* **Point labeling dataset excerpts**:

========

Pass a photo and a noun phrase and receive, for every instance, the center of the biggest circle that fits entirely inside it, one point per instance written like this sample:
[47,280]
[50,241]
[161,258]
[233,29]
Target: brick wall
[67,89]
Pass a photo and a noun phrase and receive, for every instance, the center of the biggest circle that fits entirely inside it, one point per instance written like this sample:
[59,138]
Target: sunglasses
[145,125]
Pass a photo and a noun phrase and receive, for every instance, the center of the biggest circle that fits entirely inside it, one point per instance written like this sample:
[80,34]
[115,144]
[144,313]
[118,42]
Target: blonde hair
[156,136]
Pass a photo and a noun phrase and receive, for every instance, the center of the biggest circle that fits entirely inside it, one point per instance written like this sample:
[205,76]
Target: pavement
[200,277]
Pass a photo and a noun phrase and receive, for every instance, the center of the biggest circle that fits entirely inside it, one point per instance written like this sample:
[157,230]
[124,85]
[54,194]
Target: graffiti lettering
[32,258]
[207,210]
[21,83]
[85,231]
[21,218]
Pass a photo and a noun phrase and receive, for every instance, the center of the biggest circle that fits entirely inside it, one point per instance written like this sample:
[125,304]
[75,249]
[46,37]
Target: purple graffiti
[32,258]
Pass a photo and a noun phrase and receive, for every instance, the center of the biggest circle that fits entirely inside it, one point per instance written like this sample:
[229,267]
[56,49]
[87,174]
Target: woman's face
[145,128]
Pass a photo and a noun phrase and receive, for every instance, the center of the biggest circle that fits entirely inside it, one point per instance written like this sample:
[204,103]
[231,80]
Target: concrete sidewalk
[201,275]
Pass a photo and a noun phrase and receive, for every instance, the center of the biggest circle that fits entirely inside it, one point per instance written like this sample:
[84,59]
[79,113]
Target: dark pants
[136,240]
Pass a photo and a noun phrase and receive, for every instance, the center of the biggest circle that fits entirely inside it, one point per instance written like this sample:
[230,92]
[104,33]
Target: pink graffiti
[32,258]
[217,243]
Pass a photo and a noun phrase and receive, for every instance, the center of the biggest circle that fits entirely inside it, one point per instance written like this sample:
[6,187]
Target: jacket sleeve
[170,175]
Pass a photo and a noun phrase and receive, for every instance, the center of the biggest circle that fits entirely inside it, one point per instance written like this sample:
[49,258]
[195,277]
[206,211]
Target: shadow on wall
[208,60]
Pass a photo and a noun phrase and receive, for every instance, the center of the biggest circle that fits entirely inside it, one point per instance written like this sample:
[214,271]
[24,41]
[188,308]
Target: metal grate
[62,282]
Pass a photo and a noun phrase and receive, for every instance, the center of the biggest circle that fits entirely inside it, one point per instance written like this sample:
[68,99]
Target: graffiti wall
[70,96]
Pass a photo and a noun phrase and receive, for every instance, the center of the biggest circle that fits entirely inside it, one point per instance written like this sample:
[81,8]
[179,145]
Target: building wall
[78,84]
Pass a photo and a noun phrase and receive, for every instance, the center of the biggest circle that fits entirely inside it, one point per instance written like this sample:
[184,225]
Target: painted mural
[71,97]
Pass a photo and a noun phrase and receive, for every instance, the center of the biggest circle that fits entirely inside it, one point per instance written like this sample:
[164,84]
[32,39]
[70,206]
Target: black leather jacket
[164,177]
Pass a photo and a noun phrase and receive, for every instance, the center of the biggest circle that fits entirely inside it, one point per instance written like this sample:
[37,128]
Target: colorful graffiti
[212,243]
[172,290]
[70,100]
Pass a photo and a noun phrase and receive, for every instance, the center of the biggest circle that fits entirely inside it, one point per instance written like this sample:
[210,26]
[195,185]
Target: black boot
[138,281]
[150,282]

========

All of the data needs to be printed once more, exactly.

Pass a photo and a noun phrase and receive, for every instance, the center of the biggest circle that fits entirely inside it, one point per instance written like this sample:
[47,280]
[50,241]
[161,258]
[233,29]
Target: brick wall
[67,89]
Pass a photo and a noun phrase and receive, for every instance, the center of the biggest circle that fits entirely inside it, one point per instance written like this sample:
[59,138]
Target: sunglasses
[145,125]
Pass a photo and a noun phrase and receive, for every instance, the center of the biggest circle that fits entirely inside it, one point per instance written like this sample:
[80,34]
[115,144]
[144,313]
[118,42]
Target: blonde hair
[156,136]
Pass a photo and a noun phrase and receive, for every instance, the center of the biggest circle that fits entirely inside it, one point per instance written like this sample:
[205,76]
Target: pavement
[200,277]
Pass a photo and a noun phrase and receive, for every instance, the center of the biggest circle that fits entirely inside it, one point per instance written like this sample:
[157,230]
[124,85]
[54,194]
Target: graffiti lettering
[32,258]
[207,210]
[21,83]
[85,231]
[21,218]
Pass a photo and a noun phrase and receive, for every instance, the center of the biggest circle that fits entirely inside it, one point per instance written like this sample:
[125,304]
[75,249]
[46,37]
Target: purple graffiti
[32,258]
Pass a photo and a noun phrase and receive, for every instance, the center of the biggest circle that fits entirely inside it, one point per instance written like this sample:
[229,267]
[56,49]
[87,174]
Target: woman's face
[145,128]
Pass a photo and a noun phrase and receive, for every instance, the center of the biggest circle that fits entirely inside it, one point per instance written like this sample:
[204,103]
[231,80]
Target: concrete sidewalk
[201,275]
Pass a photo and a noun phrase and receive, for every instance, the center of the biggest circle that fits entirely inside it, one point per instance written like this sample:
[84,59]
[79,113]
Target: dark pants
[136,240]
Pass a photo and a noun phrase and receive, for every instance, the center of the biggest circle that fits entirely inside it, one point per instance written like this sample:
[230,92]
[104,33]
Target: pink graffiti
[32,258]
[217,243]
Pass a photo and a noun phrase and receive, for every instance, the center of the biggest circle that fits entirely inside it, one point per instance written like this sample:
[6,187]
Target: jacket sleeve
[170,175]
Pass a photo and a noun phrase and receive, for every instance, the center of the biggest circle that fits entirely inside it, one point per instance written like this sample:
[49,258]
[195,277]
[206,211]
Target: shadow on wall
[208,60]
Pass a photo and a noun phrase and receive, for every instance, the center of the biggest circle that fits entirely inside it, one point per instance written like this sample:
[214,271]
[24,41]
[188,308]
Target: metal grate
[62,282]
Pass a photo and a noun phrase and receive, for every instance, the center of the biggest circle that fits entirely inside it, one point per instance written like this sample:
[68,99]
Target: graffiti wall
[70,96]
Pass a photo and a noun phrase and receive, for every instance, the center of the biggest circle that fits entirely inside it, one point per instance written like this sample:
[81,8]
[179,145]
Target: building wall
[78,84]
Pass a photo and a noun phrase and receive, for every instance, the center of the biggest circle that fits entirely inside it, one point per instance written like this sample:
[184,225]
Target: painted mural
[71,97]
Pass a photo and a noun phrase and receive, for every instance, the center of the biggest circle that fits entirely inside it, one point per instance written like this sample:
[164,84]
[32,39]
[70,206]
Target: black leather jacket
[164,177]
Pass a photo and a noun phrase and receive, for every instance, the center of the biggest circle that fits entirely inside it, one point per instance written like this sample:
[37,128]
Target: colorful graffiti
[212,243]
[172,290]
[70,100]
Pass a photo and a noun phrase and receive, for every instance, the center of the biggest circle that fits entirely inside it, one point per instance written like this sample:
[210,26]
[195,185]
Target: black boot
[138,281]
[150,282]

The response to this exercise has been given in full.